◆ MATERIAL FOR THIS EXERCISE
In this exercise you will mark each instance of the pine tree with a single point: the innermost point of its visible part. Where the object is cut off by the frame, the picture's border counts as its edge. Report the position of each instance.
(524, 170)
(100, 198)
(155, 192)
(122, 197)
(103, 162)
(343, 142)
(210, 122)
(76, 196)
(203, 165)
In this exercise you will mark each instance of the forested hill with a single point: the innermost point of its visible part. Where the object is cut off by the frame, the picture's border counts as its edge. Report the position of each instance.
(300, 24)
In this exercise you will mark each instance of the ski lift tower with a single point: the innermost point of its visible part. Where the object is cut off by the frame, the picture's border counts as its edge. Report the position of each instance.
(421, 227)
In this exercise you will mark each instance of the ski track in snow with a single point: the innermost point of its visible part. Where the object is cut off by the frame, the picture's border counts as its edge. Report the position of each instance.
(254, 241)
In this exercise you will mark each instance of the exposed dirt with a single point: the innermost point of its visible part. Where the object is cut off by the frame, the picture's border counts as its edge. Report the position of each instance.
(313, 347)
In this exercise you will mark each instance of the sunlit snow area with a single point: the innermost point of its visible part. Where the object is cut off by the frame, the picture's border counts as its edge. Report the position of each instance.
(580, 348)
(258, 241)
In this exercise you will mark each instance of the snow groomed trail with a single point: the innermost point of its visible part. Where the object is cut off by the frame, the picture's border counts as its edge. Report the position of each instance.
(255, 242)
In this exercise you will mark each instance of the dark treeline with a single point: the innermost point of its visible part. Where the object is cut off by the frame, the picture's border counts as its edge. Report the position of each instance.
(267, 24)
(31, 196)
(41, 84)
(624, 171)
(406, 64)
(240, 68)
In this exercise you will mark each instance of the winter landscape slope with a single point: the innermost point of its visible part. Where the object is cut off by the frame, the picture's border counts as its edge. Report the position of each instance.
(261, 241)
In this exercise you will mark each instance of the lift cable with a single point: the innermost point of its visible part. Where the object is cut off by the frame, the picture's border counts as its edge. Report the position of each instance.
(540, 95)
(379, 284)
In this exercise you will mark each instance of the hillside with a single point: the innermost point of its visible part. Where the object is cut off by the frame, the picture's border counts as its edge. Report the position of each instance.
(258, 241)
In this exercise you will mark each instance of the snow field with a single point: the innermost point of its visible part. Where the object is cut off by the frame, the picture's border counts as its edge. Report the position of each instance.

◆ REQUIRED TASK
Return each line of the records above exactly as it reads.

◆ TASK ANSWER
In this exercise you will mark each instance of the pine tree with a single point: the innermost point of its visible part. Where the object is cut off by the frame, the picture's border counts as its edge. Report the position of each instance.
(524, 170)
(100, 198)
(155, 192)
(122, 197)
(103, 162)
(343, 142)
(210, 122)
(76, 196)
(203, 165)
In this exercise you will mark each instance of the forested hill with a single point: the innermost point of its visible part. Where the object is cut off by the frame, the picture's border counts as its edge. Report the position of each instance.
(300, 24)
In this exercise you will mark each instance of the ski lift tower with a single point: the innermost point of its visible part. Where the object is cut off by the frame, the picture's border counts as its edge. Report the position of each instance.
(421, 227)
In this exercise you will mark each instance of the ski track in snow with a single point: the innermost point of its visible part. Where the object is cut off by the frame, the picture's border counts as its edge. Report the position of each instance.
(254, 241)
In this exercise you will mark each instance of the exposed dirt with a single point: the innermost point of its visible part. Where the object is cut off by the frame, the picture's border counts as its edge. Report the position of each instance.
(313, 347)
In this exercise you will mark each instance of the sunlit snow area with a single point: the innermost point of its visible part. Where the object is cut off by the frame, the picture's border counts as its edge. Report the position of each instance.
(580, 348)
(258, 241)
In this exercise you will mark each instance of the snow groomed trail with a single point: the innermost point of its visible part. Where the object is cut off by the frame, the picture's border counts as its edge. Report the position of each instance.
(255, 242)
In this exercise you will mark each instance of the dark treeline with a single point: the innermost point of its visible part. Where the object is cut off by the frame, the picture's border counts as its edge. Report the position of each instance.
(267, 24)
(31, 196)
(41, 84)
(624, 171)
(406, 64)
(240, 68)
In this exercise you will mark each instance of the winter landscape slope with a single point: the innermost point of its visible part. Where the object is cut off by the frame, the picture's border counts as its edge. Report the position of each instance.
(261, 241)
In this exercise you will mark each instance of the lift cable with a single point: the innermost point of its visible part. Where the object is cut off by the frame, the picture's border counts as its edge. Report the position of each instance.
(540, 95)
(379, 284)
In this exercise you will mark each instance of the hillside with a single point: the innermost point of its visible part. Where the object is cut off by the frame, the picture's border counts as its edge. Report the position of each instance.
(258, 241)
In this exercise you will mark each instance of the snow field with a single point: the innermost point of its visible part. Where the object is cut off by the frame, the picture's border counts as its edge. Report the position of each instance.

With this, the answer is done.